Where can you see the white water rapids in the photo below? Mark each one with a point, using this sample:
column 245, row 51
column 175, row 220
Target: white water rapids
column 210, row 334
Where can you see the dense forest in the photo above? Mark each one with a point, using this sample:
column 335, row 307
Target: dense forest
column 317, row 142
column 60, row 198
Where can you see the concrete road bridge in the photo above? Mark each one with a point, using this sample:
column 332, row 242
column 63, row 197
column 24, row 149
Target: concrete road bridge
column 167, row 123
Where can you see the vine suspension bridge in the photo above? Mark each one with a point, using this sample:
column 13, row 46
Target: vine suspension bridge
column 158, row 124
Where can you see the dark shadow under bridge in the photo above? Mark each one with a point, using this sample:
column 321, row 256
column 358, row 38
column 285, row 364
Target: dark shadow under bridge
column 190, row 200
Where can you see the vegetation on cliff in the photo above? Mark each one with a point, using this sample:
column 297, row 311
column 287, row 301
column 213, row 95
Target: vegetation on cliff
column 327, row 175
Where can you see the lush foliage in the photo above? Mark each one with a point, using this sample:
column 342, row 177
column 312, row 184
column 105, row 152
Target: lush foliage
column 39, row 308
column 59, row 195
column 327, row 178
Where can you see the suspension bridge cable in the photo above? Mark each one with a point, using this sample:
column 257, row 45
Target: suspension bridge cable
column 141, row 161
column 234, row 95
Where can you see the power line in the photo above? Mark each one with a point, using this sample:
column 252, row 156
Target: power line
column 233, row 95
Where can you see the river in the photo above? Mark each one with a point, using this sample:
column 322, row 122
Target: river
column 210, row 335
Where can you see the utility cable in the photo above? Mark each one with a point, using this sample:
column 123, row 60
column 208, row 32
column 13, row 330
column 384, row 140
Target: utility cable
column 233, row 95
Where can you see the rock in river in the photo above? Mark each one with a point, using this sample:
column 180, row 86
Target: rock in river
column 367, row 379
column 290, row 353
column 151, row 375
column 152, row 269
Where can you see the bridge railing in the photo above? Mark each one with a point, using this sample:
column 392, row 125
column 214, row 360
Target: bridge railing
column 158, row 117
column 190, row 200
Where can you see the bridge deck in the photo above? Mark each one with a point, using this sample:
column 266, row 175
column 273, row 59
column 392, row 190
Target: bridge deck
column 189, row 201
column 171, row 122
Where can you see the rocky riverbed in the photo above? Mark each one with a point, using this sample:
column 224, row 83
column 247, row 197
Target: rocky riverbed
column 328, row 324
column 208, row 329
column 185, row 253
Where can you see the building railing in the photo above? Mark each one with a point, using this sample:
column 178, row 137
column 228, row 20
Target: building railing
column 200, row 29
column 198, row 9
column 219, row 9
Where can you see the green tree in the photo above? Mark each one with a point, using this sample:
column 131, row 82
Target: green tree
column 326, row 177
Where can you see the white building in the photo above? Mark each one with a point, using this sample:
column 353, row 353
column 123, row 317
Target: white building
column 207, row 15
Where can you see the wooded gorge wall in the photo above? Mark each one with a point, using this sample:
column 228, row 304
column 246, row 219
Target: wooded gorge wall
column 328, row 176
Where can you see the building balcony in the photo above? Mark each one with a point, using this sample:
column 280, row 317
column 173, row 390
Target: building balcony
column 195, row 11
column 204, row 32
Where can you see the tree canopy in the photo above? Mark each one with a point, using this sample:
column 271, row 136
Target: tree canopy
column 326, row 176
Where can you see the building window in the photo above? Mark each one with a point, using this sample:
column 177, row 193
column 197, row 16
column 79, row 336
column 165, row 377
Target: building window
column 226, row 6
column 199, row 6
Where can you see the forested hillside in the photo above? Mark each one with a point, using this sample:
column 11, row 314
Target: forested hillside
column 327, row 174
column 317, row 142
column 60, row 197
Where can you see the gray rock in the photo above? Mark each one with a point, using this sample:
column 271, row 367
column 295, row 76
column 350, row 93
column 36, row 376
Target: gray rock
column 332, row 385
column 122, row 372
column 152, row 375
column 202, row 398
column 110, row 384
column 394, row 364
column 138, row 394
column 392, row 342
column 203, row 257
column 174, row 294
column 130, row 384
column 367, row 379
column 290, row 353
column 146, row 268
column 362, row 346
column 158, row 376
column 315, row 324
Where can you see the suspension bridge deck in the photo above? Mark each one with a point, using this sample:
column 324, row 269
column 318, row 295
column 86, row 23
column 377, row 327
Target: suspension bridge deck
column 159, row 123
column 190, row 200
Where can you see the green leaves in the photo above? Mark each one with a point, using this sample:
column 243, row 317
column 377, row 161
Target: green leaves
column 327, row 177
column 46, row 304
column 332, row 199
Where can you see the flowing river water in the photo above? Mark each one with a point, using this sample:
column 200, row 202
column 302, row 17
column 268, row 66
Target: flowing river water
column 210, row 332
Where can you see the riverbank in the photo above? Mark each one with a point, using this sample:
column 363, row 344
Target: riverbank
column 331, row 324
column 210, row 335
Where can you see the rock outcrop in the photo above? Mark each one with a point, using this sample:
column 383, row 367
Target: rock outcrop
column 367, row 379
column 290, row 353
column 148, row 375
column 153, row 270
============
- **GIVEN INSTRUCTION**
Extract all of the rows above and reproduce every line of them verbatim.

- **SOLUTION FOR THIS TASK**
Where can you see the white water rapids in the photo below? Mark each one with a point, using this sample:
column 245, row 51
column 175, row 220
Target: white water rapids
column 210, row 334
Where can you see the dense forest in the photo above? Mark each one with a point, using this sample:
column 335, row 307
Target: dense forest
column 317, row 142
column 60, row 198
Where can you see the concrete road bridge in the photo above? Mark each one with a point, using this sample:
column 332, row 242
column 63, row 197
column 24, row 149
Target: concrete road bridge
column 167, row 123
Where can you see the vine suspension bridge in the photo above? Mark each one with a point, using this sample:
column 13, row 46
Target: vine suspension bridge
column 158, row 124
Where can you see the dark shadow under bridge in the photo above? Mark each one with a point, using this sample:
column 321, row 256
column 358, row 38
column 285, row 364
Target: dark shadow under bridge
column 190, row 200
Where can you see the vegetation on cliff in the photo above? Mark each one with a point, using this sample:
column 297, row 311
column 287, row 301
column 213, row 95
Target: vegetation on cliff
column 327, row 175
Where can you see the lush foliage in the photo above? Mark each one with a point, using this sample:
column 342, row 177
column 312, row 184
column 105, row 152
Target: lush foliage
column 39, row 308
column 59, row 195
column 327, row 178
Where can you see the suspension bridge cable in the photo above? Mark each one with a point, using this sample:
column 257, row 45
Target: suspension bridge cable
column 141, row 161
column 234, row 95
Where can you see the power line in the photo above? Mark each one with a point, using this sample:
column 252, row 156
Target: power line
column 233, row 95
Where can you see the river in the photo above? Mark each one with a point, using this sample:
column 322, row 122
Target: river
column 210, row 335
Where can you see the utility cable in the photo above? Mark each one with a point, using this sample:
column 123, row 60
column 208, row 32
column 13, row 330
column 384, row 140
Target: utility cable
column 233, row 95
Where can you see the rock in river in the photo above? Mark each one with a point, using this sample:
column 180, row 86
Target: rock in river
column 367, row 379
column 290, row 353
column 151, row 375
column 152, row 269
Where can you see the bridge railing in the photo above? Mark each one with a point, using this sample:
column 392, row 125
column 214, row 360
Target: bridge railing
column 158, row 117
column 190, row 200
Where can you see the bridge deck in the photo above? Mark each one with a point, using this sample:
column 266, row 175
column 273, row 59
column 392, row 190
Target: bridge deck
column 189, row 201
column 171, row 122
Where can you see the rocky riverbed in the photo above? Mark each one with a point, using this sample:
column 224, row 83
column 247, row 197
Target: rocky riverbed
column 328, row 324
column 208, row 329
column 185, row 253
Where can you see the building railing in the photo above? Mark each one with a point, using this sample:
column 178, row 137
column 228, row 20
Target: building railing
column 200, row 29
column 198, row 9
column 219, row 9
Where can you see the green tree in the photo above? Mark each one with a point, using this sample:
column 131, row 82
Target: green tree
column 326, row 177
Where can you see the white building in the photo above? Mark each one with a point, using this sample:
column 353, row 353
column 123, row 317
Target: white building
column 207, row 15
Where can you see the wooded gorge wall in the photo above? Mark each one with a point, using this sample:
column 228, row 304
column 246, row 219
Target: wooded gorge wall
column 328, row 176
Where can you see the building balcony in the photo above? Mark each one with a point, using this sample:
column 280, row 317
column 173, row 390
Target: building balcony
column 195, row 11
column 204, row 32
Where can you see the tree canopy in the photo above? Mark each one with a point, using this sample:
column 271, row 136
Target: tree canopy
column 326, row 176
Where can you see the building window in the photo above? Mark each one with a point, using this sample:
column 177, row 193
column 197, row 16
column 79, row 336
column 165, row 377
Target: building window
column 226, row 6
column 199, row 6
Where can you see the forested hillside in the photo above? Mark each one with a point, using this sample:
column 11, row 314
Target: forested hillside
column 327, row 174
column 317, row 142
column 60, row 197
Where can you see the gray rock in the photo above? Mark each one with a point, using this sample:
column 271, row 367
column 295, row 76
column 350, row 93
column 36, row 376
Target: gray rock
column 332, row 385
column 122, row 372
column 152, row 375
column 202, row 398
column 110, row 384
column 394, row 364
column 138, row 394
column 392, row 342
column 203, row 257
column 174, row 294
column 130, row 384
column 367, row 379
column 290, row 353
column 146, row 268
column 362, row 346
column 158, row 376
column 315, row 324
Where can you see the suspension bridge deck in the photo above? Mark each one with a point, using this sample:
column 324, row 269
column 318, row 295
column 86, row 23
column 377, row 327
Target: suspension bridge deck
column 159, row 123
column 190, row 200
Where can you see the green leaves in the photo above? Mark each one with a point, using this sample:
column 243, row 317
column 377, row 161
Target: green leaves
column 327, row 177
column 46, row 304
column 332, row 199
Where can you see the flowing river water in the photo above? Mark each one with a point, using this sample:
column 200, row 202
column 302, row 17
column 268, row 66
Target: flowing river water
column 210, row 332
Where can you see the riverbank in the photo above? Mark each one with a point, using this sample:
column 363, row 344
Target: riverbank
column 331, row 324
column 210, row 335
Where can you see the rock outcrop in the photo above? Mark each one with a point, using this sample:
column 383, row 367
Target: rock outcrop
column 367, row 379
column 290, row 353
column 148, row 375
column 153, row 270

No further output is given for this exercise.